* How to complete this task *
Each entry below should be returned exactly as is, with the pictures removed.

═════ Entries shown ═════

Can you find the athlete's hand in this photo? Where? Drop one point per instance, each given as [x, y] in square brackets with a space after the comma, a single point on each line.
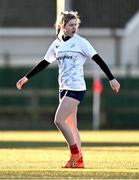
[115, 85]
[21, 82]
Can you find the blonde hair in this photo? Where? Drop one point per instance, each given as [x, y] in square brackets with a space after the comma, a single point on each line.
[64, 18]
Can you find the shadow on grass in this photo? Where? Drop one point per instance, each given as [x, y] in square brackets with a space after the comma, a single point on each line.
[39, 144]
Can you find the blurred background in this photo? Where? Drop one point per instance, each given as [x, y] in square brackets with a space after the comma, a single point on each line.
[26, 32]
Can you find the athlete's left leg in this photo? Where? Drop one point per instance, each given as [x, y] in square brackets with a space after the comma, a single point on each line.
[72, 123]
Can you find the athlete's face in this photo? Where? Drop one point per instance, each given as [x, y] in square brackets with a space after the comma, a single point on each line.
[70, 28]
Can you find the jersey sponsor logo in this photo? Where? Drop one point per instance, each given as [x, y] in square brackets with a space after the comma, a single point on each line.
[64, 57]
[72, 46]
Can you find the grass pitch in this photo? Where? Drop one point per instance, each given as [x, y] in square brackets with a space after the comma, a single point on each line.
[41, 154]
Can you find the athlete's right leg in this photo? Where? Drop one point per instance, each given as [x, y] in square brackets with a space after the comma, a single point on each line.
[72, 123]
[66, 107]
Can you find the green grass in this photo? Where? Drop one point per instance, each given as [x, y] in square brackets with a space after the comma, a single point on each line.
[41, 154]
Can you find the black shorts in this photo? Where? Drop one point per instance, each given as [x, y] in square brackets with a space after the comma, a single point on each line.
[78, 95]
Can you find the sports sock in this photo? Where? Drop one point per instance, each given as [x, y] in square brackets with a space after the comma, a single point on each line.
[74, 149]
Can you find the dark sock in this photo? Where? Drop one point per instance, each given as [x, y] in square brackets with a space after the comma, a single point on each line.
[74, 149]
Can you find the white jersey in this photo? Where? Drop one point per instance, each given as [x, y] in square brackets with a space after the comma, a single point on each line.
[71, 56]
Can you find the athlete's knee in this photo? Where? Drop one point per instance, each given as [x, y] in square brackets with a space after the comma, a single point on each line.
[58, 122]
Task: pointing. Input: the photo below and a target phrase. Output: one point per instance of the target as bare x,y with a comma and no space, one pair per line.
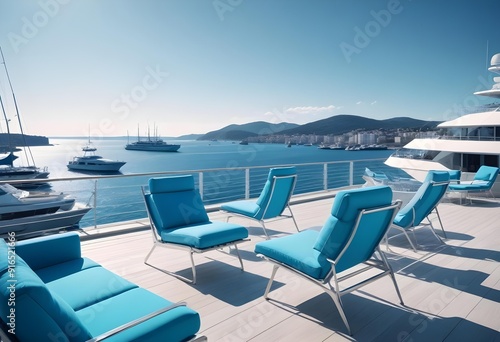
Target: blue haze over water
121,199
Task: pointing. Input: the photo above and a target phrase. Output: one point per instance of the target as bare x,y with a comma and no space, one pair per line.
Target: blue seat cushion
178,324
486,173
245,208
48,274
38,312
345,210
476,186
424,200
206,235
297,252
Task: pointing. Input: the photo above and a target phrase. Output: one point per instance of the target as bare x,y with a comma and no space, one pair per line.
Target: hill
17,139
240,132
344,123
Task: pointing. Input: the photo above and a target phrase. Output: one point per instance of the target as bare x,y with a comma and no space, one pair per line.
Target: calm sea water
120,199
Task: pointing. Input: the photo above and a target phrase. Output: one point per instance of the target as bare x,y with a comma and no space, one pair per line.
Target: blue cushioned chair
423,203
483,181
179,220
351,235
272,202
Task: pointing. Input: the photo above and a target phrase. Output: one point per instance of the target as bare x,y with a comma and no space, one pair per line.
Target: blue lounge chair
483,181
423,203
351,235
179,220
272,202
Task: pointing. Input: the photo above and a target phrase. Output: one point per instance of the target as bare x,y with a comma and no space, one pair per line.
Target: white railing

═════

* Result of this exercise *
Can you find the athlete's hand in this photo? Where? Drop one point per instance, each given as [x, y] in square brackets with a space after the comma, a single point on each line.
[115, 85]
[21, 82]
Can you find the blonde hair in this photo? Where? Drop one point per instance, each given as [x, y] in square brackets with a space after the comma, a single point on each line.
[64, 18]
Can you find the shadow on grass in this photo? Where? Drop one point per instance, each given as [x, y] in square brackets with a space after the comma, a single point on each line.
[39, 144]
Can you find the blurred background in this photo? Where? Drop one point per instance, each given as [x, y] in square brackets with a space after the comma, a single point on each line.
[26, 32]
Can you find the athlete's left leg in this photo? Where? Drop one point per instance, each given as [x, y] in square brackets with a space after the comma, a single point on each line.
[72, 123]
Can you find the athlete's face in this photo? Where? Drop one point per instance, each given as [x, y] in square brackets with a space after the comma, a single point on each line.
[70, 28]
Can you find the jersey sponsor logo in this photo? Where? Drop one point per instance, each given as [x, y] in square brackets with a space after the comma, a single point on each line.
[64, 57]
[72, 46]
Can you find the grass pitch in this photo? Where? Drop one point per instance, each given as [x, y] in square brackets with a space after the comma, a single point on each line.
[41, 154]
Can you find the athlete's right leg in this photo? Where? Drop one point per instance, each given as [x, y] in square brackets with a space after the comma, a single point on each line.
[72, 123]
[66, 107]
Can you find the green grass in this photo? Where? Drop one point per instance, each given as [x, y] in square brackets with a space after the comma, a single point on each line.
[41, 154]
Can you find the black shorts in this photo? Where? Drop one point per instance, each given as [x, y] in square brackets with a space after the comma, a single point on each line.
[78, 95]
Can you find the sports sock in this photo? Where? Drop one point per instance, each given as [x, y] in square brackets with a space after the comma, a single point on each line.
[74, 149]
Can you find the dark sock in this photo? Where? Drop one point per instance, each given as [x, y] in square brackets with a space after the comma, a single point on each line.
[74, 149]
Can you find the white jersey in this photo? Where? Drop one point per instance, each given as [x, y] in square brackets with a space after the comma, a single point on each line.
[71, 56]
Can you find the athlete's knee in this photo? Where? Drop one point per instance, each given as [x, y] in square brackets with a space after the comma, a single point on each line.
[58, 122]
Task: pointing. Input: the photo below and a target phrase. Output: one point per instance of the target as bare x,y with a comma and no space, one pair per line.
Target: blue haze over water
121,199
Task: pointing. Input: the photo above and a target phrase. Output: one point per instance of the target as bare x,y with a comma and no space, one pair per line.
Target: blue seat cushion
178,324
486,173
245,208
48,274
38,312
345,210
476,186
424,200
206,235
297,252
Task: pointing. Input: the photo above and a target phrase. Output: one point per instance of the target as bare x,y with a comma and no space, one pair per line.
Target: hill
17,139
240,132
344,123
Task: pointing. Input: the photo above and a target phrase. Output: one point per instance of the target as bare x,y with a comma and no space, one pair per line.
Target: calm sea water
120,199
Task: pointing. Input: the photo above and a target phrase. Output: one point per instance of the target as bare x,y with a comma and no space, one pair per line.
Target: blue cushioned chair
423,203
483,181
179,220
351,235
272,202
Task: pointing. Input: the photo above and a target phrase. Output: one point per instance of the target as bare x,y with a comma and no space, one pair per line.
Target: blue lounge chair
483,181
423,203
351,235
179,220
272,202
Task: pointing. Input: the photo above and a target phrase. Output: one point per instance of the target as bare x,y with a comma and no space, one pair per line.
Target: white railing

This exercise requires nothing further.